▶ EXERCISE TASK
Set down the lines from the one containing "Target = dark jacket" through the one containing "x=340 y=271", copying each exactly and including both of those lines. Leave out the pictures.

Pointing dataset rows
-=-=-=-=-

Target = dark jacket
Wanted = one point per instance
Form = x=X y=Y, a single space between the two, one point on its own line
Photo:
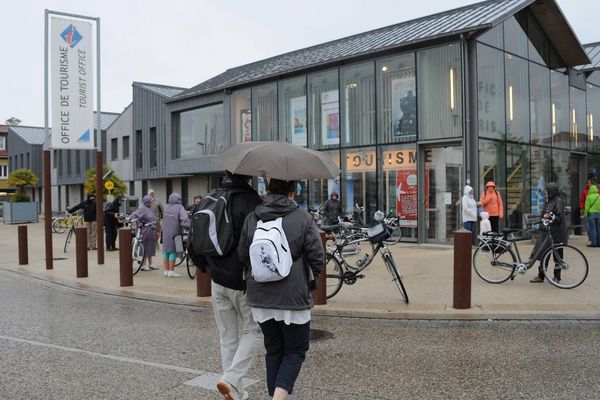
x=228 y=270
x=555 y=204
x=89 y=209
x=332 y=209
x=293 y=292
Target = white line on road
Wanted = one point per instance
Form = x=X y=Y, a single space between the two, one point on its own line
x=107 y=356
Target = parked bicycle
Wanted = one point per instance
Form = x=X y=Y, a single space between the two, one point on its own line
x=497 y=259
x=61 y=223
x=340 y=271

-=-=-=-=-

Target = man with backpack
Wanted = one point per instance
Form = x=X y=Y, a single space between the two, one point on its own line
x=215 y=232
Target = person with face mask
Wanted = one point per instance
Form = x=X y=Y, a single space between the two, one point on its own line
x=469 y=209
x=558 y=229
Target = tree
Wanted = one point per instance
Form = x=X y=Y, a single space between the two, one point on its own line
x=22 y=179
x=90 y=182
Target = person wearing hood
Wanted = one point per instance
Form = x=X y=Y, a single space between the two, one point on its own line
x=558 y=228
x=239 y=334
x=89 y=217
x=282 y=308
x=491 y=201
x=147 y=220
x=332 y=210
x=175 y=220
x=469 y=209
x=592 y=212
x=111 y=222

-=-=-=-=-

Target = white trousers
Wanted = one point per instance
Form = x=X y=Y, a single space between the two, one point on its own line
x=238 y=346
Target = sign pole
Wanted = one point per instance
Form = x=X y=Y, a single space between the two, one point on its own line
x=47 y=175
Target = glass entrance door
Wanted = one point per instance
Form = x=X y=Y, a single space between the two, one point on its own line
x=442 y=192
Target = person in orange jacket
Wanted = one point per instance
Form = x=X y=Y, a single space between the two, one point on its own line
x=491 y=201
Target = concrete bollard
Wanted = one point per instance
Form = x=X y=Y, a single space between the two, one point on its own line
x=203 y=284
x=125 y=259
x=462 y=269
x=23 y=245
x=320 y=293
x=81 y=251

-=-=-=-=-

▶ TASK RESULT
Target = dark jacket
Wanted = one point per instance
Form = x=X y=Y, a single space between the two, one point on its own line
Photo:
x=228 y=270
x=555 y=204
x=89 y=209
x=332 y=209
x=293 y=292
Target = white line on road
Wanted = one point per instance
Form = x=X y=Y, a single space between the two, one point on its own line
x=107 y=356
Target = parked bicycle
Wanted = one point per instance
Form = x=X y=Y, a single space between the two, one point on its own line
x=497 y=259
x=61 y=223
x=340 y=271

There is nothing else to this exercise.